GIVEN INFORMATION:
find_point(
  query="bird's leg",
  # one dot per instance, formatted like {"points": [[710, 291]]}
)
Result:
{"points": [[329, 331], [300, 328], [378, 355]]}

EXERCISE INSTRUCTIONS: Put every line of the rows above into a two-column Markdown table headed Number and Line, numbering each line in order and omitting blank lines.

EXERCISE RESPONSE:
| Number | Line |
|---|---|
| 1 | find_point( |
| 2 |   query="bird's leg", |
| 3 |   # one dot per instance, formatted like {"points": [[710, 291]]} |
| 4 | ) |
| 5 | Result: |
| 6 | {"points": [[329, 331], [300, 328], [378, 355]]} |